* **WHAT IS REQUIRED**:
Please state how many lines below include the word "blue"; the reply should be the number only.
[[ GIVEN RECORDS, beginning ]]
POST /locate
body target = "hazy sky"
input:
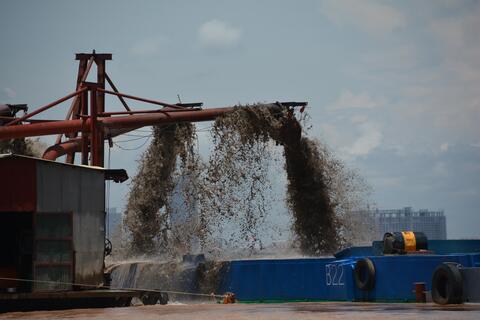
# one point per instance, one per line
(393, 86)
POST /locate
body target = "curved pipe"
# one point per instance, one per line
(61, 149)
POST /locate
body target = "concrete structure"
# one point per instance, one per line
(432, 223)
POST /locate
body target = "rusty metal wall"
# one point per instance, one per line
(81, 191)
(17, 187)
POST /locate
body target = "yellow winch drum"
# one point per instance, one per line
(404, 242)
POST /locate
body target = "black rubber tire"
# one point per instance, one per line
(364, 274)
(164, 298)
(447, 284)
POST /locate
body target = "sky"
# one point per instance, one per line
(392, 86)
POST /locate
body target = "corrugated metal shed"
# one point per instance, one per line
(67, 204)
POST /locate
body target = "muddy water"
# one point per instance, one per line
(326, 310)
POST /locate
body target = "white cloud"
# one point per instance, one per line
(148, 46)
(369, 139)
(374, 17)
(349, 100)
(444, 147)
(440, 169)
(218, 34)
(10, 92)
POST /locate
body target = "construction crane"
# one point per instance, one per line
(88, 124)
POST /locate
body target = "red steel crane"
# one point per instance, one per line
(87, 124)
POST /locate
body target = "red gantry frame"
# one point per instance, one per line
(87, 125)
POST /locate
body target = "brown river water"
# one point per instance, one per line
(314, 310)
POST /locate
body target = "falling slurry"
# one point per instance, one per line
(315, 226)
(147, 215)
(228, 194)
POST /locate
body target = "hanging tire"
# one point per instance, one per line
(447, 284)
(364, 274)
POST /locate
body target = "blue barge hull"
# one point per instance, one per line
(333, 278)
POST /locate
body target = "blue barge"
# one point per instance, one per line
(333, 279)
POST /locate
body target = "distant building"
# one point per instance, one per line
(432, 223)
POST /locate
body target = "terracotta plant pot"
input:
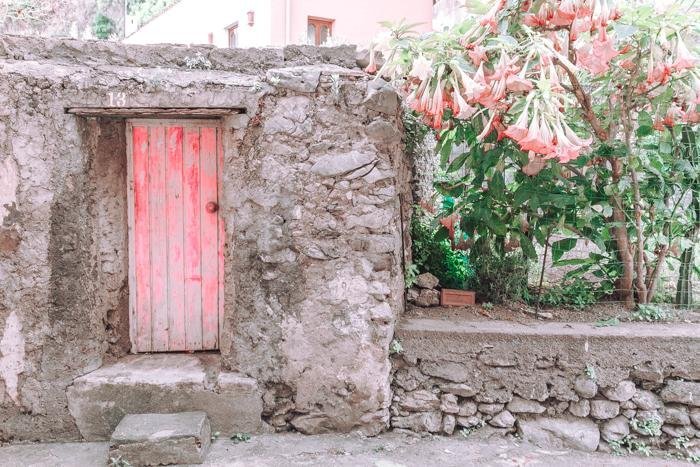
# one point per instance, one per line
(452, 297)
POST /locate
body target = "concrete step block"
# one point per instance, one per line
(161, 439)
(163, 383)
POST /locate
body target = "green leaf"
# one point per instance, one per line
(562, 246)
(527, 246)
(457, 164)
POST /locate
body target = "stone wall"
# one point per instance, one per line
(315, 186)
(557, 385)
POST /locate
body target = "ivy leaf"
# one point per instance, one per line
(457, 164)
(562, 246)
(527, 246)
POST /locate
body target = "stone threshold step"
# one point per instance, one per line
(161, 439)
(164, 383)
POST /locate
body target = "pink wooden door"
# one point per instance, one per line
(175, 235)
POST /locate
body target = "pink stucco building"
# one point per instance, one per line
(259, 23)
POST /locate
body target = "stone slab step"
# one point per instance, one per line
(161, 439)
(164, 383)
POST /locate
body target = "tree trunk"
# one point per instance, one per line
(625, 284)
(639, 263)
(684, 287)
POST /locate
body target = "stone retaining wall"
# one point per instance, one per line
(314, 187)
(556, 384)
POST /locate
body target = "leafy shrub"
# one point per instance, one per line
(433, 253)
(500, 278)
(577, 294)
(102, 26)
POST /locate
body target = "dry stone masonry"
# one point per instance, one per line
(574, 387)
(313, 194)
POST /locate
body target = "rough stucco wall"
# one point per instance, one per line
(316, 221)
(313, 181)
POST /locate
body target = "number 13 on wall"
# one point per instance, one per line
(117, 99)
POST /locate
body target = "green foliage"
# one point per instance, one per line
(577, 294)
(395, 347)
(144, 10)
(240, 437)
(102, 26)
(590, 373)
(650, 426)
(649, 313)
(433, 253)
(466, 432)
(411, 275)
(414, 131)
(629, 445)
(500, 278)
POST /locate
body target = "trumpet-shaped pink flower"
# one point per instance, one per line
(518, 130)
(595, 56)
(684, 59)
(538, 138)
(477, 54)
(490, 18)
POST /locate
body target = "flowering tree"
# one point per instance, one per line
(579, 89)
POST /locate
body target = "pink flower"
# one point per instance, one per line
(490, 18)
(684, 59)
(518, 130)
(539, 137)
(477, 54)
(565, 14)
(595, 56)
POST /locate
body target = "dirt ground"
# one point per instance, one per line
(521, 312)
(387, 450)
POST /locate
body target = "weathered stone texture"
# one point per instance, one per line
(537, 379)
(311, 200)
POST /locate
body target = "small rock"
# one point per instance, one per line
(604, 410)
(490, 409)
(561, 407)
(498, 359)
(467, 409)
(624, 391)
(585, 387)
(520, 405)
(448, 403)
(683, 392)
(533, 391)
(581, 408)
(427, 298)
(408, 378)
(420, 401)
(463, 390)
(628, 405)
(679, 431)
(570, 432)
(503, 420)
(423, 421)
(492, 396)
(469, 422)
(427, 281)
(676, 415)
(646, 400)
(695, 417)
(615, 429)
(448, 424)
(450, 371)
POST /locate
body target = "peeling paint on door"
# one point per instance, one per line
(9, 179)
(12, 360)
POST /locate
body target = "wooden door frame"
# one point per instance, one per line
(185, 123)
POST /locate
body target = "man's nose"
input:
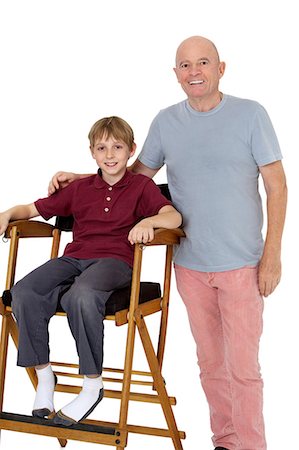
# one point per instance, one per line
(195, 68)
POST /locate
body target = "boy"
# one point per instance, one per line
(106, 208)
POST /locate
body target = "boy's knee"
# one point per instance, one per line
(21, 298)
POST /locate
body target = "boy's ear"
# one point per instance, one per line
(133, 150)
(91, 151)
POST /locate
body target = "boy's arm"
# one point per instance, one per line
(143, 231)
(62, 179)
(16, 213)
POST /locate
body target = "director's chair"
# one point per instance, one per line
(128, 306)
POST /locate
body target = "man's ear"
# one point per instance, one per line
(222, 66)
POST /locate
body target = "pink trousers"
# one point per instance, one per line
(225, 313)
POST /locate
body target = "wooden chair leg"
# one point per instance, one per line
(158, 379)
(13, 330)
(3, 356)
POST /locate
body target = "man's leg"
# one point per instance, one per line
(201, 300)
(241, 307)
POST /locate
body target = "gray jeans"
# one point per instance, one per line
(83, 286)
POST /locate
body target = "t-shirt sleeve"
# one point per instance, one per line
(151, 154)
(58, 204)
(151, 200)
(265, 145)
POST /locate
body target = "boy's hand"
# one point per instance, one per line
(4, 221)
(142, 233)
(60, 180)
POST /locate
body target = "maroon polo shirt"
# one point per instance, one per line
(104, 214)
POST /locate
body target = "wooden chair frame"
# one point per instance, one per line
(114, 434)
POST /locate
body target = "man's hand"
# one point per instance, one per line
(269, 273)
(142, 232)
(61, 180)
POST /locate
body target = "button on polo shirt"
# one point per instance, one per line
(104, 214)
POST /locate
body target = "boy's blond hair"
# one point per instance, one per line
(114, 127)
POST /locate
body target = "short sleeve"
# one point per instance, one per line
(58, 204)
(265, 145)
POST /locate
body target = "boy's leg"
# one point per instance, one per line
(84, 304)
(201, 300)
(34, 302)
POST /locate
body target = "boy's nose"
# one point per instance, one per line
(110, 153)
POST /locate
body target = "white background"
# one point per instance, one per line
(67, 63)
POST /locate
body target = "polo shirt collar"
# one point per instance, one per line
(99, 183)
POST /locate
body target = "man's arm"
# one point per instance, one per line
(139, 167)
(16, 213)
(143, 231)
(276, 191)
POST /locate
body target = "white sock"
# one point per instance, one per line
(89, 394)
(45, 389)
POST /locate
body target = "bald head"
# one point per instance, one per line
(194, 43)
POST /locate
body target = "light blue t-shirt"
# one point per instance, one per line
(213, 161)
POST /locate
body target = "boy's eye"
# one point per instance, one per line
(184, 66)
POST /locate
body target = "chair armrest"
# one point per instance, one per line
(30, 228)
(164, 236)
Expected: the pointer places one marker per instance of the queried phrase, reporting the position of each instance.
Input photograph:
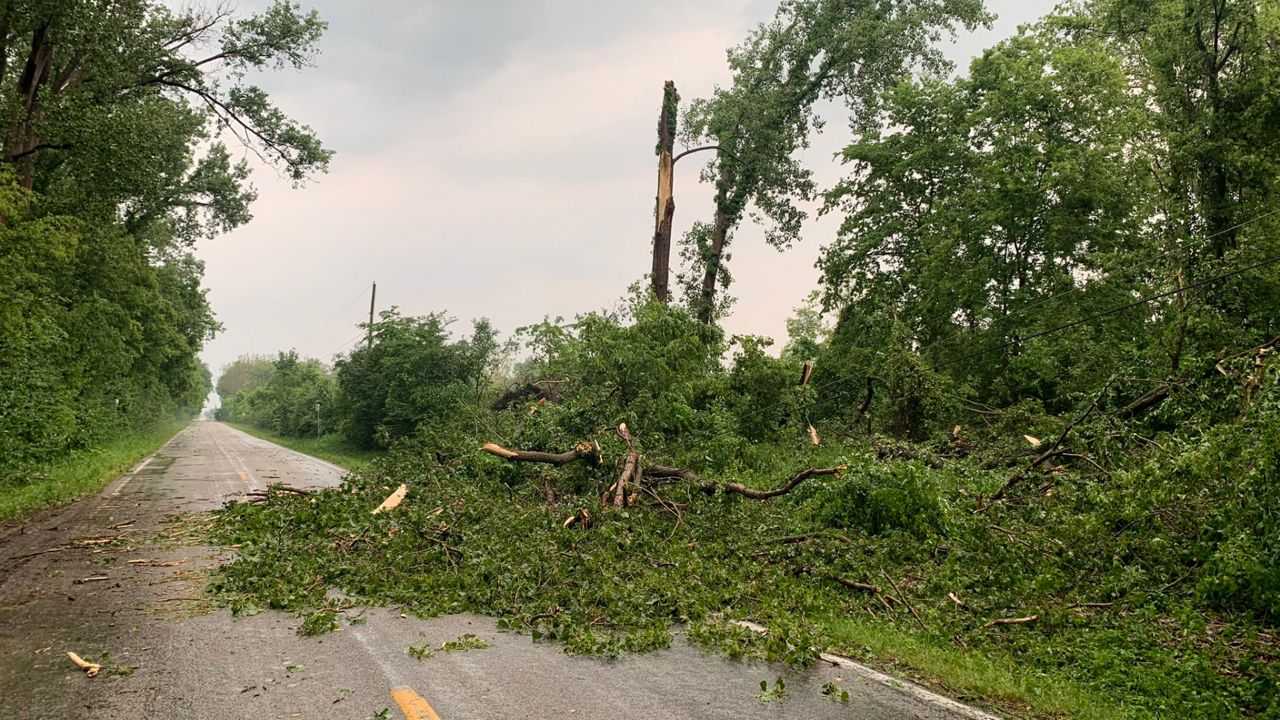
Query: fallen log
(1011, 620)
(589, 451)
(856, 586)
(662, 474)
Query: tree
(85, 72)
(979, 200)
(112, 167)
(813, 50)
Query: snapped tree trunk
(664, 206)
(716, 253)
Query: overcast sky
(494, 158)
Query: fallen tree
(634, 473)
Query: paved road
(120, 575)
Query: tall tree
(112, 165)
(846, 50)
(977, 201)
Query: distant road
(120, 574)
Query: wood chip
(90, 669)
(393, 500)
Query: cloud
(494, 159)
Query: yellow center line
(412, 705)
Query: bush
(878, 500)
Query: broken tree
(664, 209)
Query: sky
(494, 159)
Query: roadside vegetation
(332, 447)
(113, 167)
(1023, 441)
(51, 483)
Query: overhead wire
[[ GIVEN RECORDS, end ]]
* **RESULT FOR THIS EXERCISE**:
3